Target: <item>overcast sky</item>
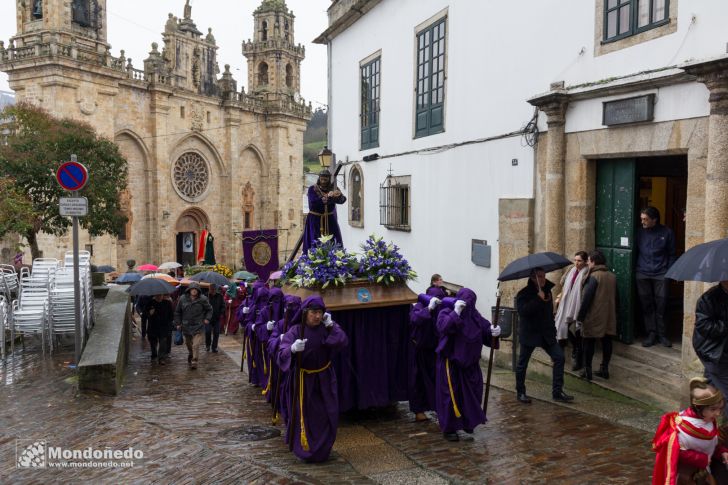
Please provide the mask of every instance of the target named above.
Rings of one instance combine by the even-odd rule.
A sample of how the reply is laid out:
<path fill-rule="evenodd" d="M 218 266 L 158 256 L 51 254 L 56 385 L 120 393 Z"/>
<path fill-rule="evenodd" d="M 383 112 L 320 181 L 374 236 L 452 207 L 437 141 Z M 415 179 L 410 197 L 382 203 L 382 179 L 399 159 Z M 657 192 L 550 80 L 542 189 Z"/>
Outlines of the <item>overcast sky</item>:
<path fill-rule="evenodd" d="M 15 35 L 15 3 L 0 0 L 0 39 L 7 46 Z M 253 37 L 253 10 L 261 0 L 191 0 L 192 19 L 197 28 L 207 33 L 212 27 L 218 50 L 220 71 L 230 64 L 238 88 L 247 90 L 247 62 L 241 43 Z M 134 67 L 143 69 L 143 60 L 152 42 L 162 44 L 162 31 L 169 12 L 183 16 L 184 0 L 107 0 L 109 43 L 112 55 L 124 49 Z M 311 41 L 326 29 L 326 9 L 331 0 L 286 0 L 296 15 L 295 41 L 306 46 L 306 59 L 301 72 L 301 95 L 313 102 L 314 108 L 326 103 L 326 46 Z M 8 91 L 7 75 L 0 72 L 0 90 Z"/>

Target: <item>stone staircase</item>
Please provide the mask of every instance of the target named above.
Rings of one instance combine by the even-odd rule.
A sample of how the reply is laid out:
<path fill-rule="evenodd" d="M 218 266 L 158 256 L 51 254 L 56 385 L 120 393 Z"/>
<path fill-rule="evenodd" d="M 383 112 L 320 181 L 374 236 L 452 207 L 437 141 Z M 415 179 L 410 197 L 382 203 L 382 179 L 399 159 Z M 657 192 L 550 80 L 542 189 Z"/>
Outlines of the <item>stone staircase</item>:
<path fill-rule="evenodd" d="M 579 378 L 580 371 L 571 371 L 571 348 L 566 351 L 565 373 Z M 510 348 L 497 352 L 497 364 L 511 368 Z M 599 345 L 592 366 L 599 368 L 602 360 Z M 536 349 L 528 365 L 528 374 L 540 374 L 550 379 L 551 359 L 542 349 Z M 594 377 L 592 385 L 608 389 L 631 399 L 662 410 L 679 409 L 687 393 L 687 380 L 681 371 L 681 349 L 654 346 L 642 347 L 638 342 L 626 345 L 614 342 L 609 379 Z M 568 391 L 568 380 L 567 380 Z M 684 404 L 684 403 L 682 403 Z"/>

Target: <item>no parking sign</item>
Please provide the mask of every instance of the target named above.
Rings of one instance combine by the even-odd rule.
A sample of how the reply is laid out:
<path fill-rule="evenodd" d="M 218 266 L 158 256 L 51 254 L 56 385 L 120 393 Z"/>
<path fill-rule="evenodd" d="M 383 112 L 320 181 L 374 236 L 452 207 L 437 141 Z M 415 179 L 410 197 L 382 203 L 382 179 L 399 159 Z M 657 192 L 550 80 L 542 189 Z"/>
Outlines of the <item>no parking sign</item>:
<path fill-rule="evenodd" d="M 75 192 L 88 183 L 88 170 L 78 162 L 65 162 L 58 167 L 56 180 L 64 189 Z"/>

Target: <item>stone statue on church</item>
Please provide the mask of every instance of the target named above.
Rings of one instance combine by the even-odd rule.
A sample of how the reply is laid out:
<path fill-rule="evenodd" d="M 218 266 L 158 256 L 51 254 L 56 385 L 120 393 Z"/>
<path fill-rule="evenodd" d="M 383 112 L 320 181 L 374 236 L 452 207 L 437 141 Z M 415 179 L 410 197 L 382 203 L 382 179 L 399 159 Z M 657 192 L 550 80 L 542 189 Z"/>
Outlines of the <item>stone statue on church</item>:
<path fill-rule="evenodd" d="M 167 18 L 167 23 L 164 25 L 164 30 L 166 32 L 174 32 L 175 30 L 177 30 L 177 19 L 171 13 Z"/>
<path fill-rule="evenodd" d="M 33 19 L 43 18 L 43 0 L 33 0 Z"/>
<path fill-rule="evenodd" d="M 205 37 L 205 41 L 209 44 L 215 44 L 215 36 L 212 35 L 212 28 L 207 29 L 207 36 Z"/>
<path fill-rule="evenodd" d="M 73 21 L 87 27 L 91 25 L 88 0 L 73 0 L 71 3 Z"/>
<path fill-rule="evenodd" d="M 188 20 L 192 18 L 192 6 L 190 5 L 190 0 L 185 2 L 185 18 Z"/>

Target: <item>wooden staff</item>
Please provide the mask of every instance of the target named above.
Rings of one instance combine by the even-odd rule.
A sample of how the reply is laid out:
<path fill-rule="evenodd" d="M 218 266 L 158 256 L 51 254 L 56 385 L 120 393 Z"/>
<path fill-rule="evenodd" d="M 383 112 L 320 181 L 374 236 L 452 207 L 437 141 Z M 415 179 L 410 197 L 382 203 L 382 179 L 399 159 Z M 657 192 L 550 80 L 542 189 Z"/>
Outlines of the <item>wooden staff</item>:
<path fill-rule="evenodd" d="M 500 281 L 498 282 L 498 285 L 495 289 L 495 317 L 493 317 L 493 327 L 498 326 L 498 318 L 500 317 L 500 302 L 501 302 L 501 292 L 500 292 Z M 488 358 L 488 378 L 485 381 L 485 394 L 483 395 L 483 413 L 487 416 L 488 414 L 488 395 L 490 394 L 490 375 L 493 372 L 493 355 L 495 353 L 495 346 L 498 343 L 498 337 L 491 337 L 490 339 L 490 357 Z"/>
<path fill-rule="evenodd" d="M 248 306 L 248 296 L 245 295 L 245 301 L 243 301 L 243 306 Z M 243 323 L 245 322 L 245 315 L 247 313 L 243 314 Z M 242 325 L 240 325 L 240 328 L 243 329 L 243 352 L 240 354 L 240 372 L 243 372 L 243 368 L 245 367 L 245 346 L 248 344 L 248 336 L 245 335 L 245 328 L 243 328 Z"/>

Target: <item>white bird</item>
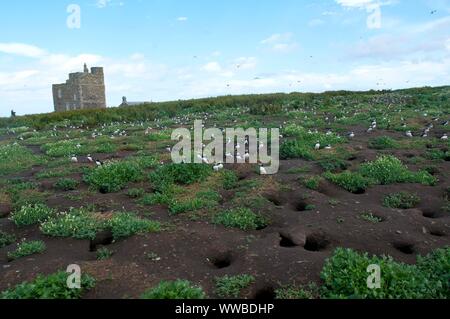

• [TASK PROMPT]:
Whatever the records hold apart from pictures should be repeated exactly.

• [SOLUTION]:
Target: <item>overcast sky</item>
Please provide the mask of every instance of the target named above.
Rings of one instance combine by the even-odd rule.
A sample of how the reply is laid out:
<path fill-rule="evenodd" d="M 218 266 L 158 256 L 51 254 L 56 385 L 120 393 Z"/>
<path fill-rule="evenodd" d="M 383 112 L 320 181 L 374 236 L 452 207 L 437 141 Z M 415 179 L 410 197 L 382 203 L 382 179 L 399 159 Z M 657 192 L 550 80 L 542 189 Z"/>
Outlines of the <item>overcast sky</item>:
<path fill-rule="evenodd" d="M 15 35 L 15 3 L 0 0 L 0 39 L 7 46 Z M 253 37 L 253 10 L 261 0 L 191 0 L 192 19 L 197 28 L 207 33 L 212 27 L 218 50 L 220 71 L 230 64 L 238 88 L 247 90 L 247 62 L 241 43 Z M 134 67 L 143 69 L 143 60 L 152 42 L 162 44 L 162 31 L 169 12 L 183 16 L 184 0 L 107 0 L 109 43 L 112 55 L 124 49 Z M 311 41 L 326 29 L 326 9 L 331 0 L 286 0 L 296 15 L 295 41 L 306 46 L 306 59 L 301 72 L 301 95 L 313 102 L 314 108 L 326 103 L 326 46 Z M 8 91 L 7 75 L 0 72 L 0 90 Z"/>

Target: <item>stone staircase</item>
Please provide the mask of every instance of the target named above.
Rings of one instance combine by the even-odd rule.
A sample of how the reply is laid out:
<path fill-rule="evenodd" d="M 218 266 L 158 256 L 51 254 L 56 385 L 120 393 Z"/>
<path fill-rule="evenodd" d="M 383 112 L 320 181 L 374 236 L 452 207 L 437 141 Z M 415 179 L 410 197 L 382 203 L 382 179 L 399 159 Z M 657 192 L 550 80 L 542 189 Z"/>
Outlines of the <item>stone staircase</item>:
<path fill-rule="evenodd" d="M 579 378 L 580 371 L 571 371 L 571 348 L 566 351 L 565 373 Z M 510 348 L 497 352 L 497 364 L 511 368 Z M 599 345 L 592 366 L 599 368 L 602 360 Z M 536 349 L 528 365 L 528 374 L 540 374 L 550 379 L 551 359 L 542 349 Z M 594 377 L 592 385 L 608 389 L 631 399 L 662 410 L 679 409 L 687 393 L 687 380 L 681 371 L 681 349 L 654 346 L 642 347 L 638 342 L 626 345 L 614 342 L 609 379 Z M 568 391 L 568 380 L 567 380 Z M 684 404 L 684 403 L 682 403 Z"/>

Target: <item>no parking sign</item>
Please provide the mask of every instance of the target named above.
Rings of one instance combine by the even-odd rule.
A sample of how the reply is laid out:
<path fill-rule="evenodd" d="M 218 266 L 158 256 L 51 254 L 56 385 L 120 393 Z"/>
<path fill-rule="evenodd" d="M 383 112 L 320 181 L 374 236 L 452 207 L 437 141 Z M 415 179 L 410 197 L 382 203 L 382 179 L 399 159 Z M 657 192 L 550 80 L 542 189 Z"/>
Outlines of the <item>no parking sign</item>:
<path fill-rule="evenodd" d="M 75 192 L 88 183 L 88 170 L 78 162 L 65 162 L 58 167 L 56 180 L 64 189 Z"/>

Target: <item>stone statue on church</item>
Please provide the mask of every instance of the target named above.
Rings of one instance combine by the even-odd rule.
A sample of how the reply is laid out:
<path fill-rule="evenodd" d="M 218 266 L 158 256 L 51 254 L 56 385 L 120 393 Z"/>
<path fill-rule="evenodd" d="M 383 112 L 320 181 L 374 236 L 452 207 L 437 141 Z M 415 179 L 410 197 L 382 203 L 382 179 L 399 159 Z M 657 192 L 550 80 L 542 189 Z"/>
Outlines of the <item>stone statue on church</item>:
<path fill-rule="evenodd" d="M 167 18 L 167 23 L 164 25 L 164 30 L 166 32 L 174 32 L 175 30 L 177 30 L 177 19 L 171 13 Z"/>
<path fill-rule="evenodd" d="M 33 19 L 43 18 L 43 0 L 33 0 Z"/>
<path fill-rule="evenodd" d="M 205 37 L 205 41 L 209 44 L 215 44 L 215 36 L 212 35 L 212 28 L 207 29 L 207 36 Z"/>
<path fill-rule="evenodd" d="M 73 21 L 87 27 L 91 25 L 88 0 L 73 0 L 71 3 Z"/>
<path fill-rule="evenodd" d="M 188 20 L 192 18 L 192 6 L 190 5 L 190 0 L 185 2 L 185 18 Z"/>

Target: <item>wooden staff</item>
Please provide the mask of every instance of the target named above.
Rings of one instance combine by the even-odd rule.
A sample of how the reply is laid out:
<path fill-rule="evenodd" d="M 218 266 L 158 256 L 51 254 L 56 385 L 120 393 Z"/>
<path fill-rule="evenodd" d="M 383 112 L 320 181 L 374 236 L 452 207 L 437 141 Z M 415 179 L 410 197 L 382 203 L 382 179 L 399 159 Z M 657 192 L 550 80 L 542 189 Z"/>
Outlines of the <item>wooden staff</item>:
<path fill-rule="evenodd" d="M 500 281 L 498 282 L 498 285 L 495 289 L 495 317 L 493 317 L 493 327 L 498 326 L 498 318 L 500 317 L 500 302 L 501 302 L 501 292 L 500 292 Z M 488 358 L 488 378 L 485 381 L 485 394 L 483 395 L 483 413 L 487 416 L 488 414 L 488 395 L 490 394 L 490 375 L 493 372 L 493 355 L 495 353 L 495 346 L 498 343 L 498 337 L 491 337 L 490 339 L 490 357 Z"/>
<path fill-rule="evenodd" d="M 248 306 L 248 296 L 245 295 L 245 301 L 243 301 L 243 306 Z M 243 323 L 245 322 L 245 315 L 247 313 L 243 314 Z M 242 325 L 240 325 L 240 328 L 243 329 L 243 352 L 240 354 L 240 372 L 243 372 L 243 368 L 245 367 L 245 346 L 248 344 L 248 336 L 245 335 L 245 328 L 243 328 Z"/>

Target: <item>white bird</item>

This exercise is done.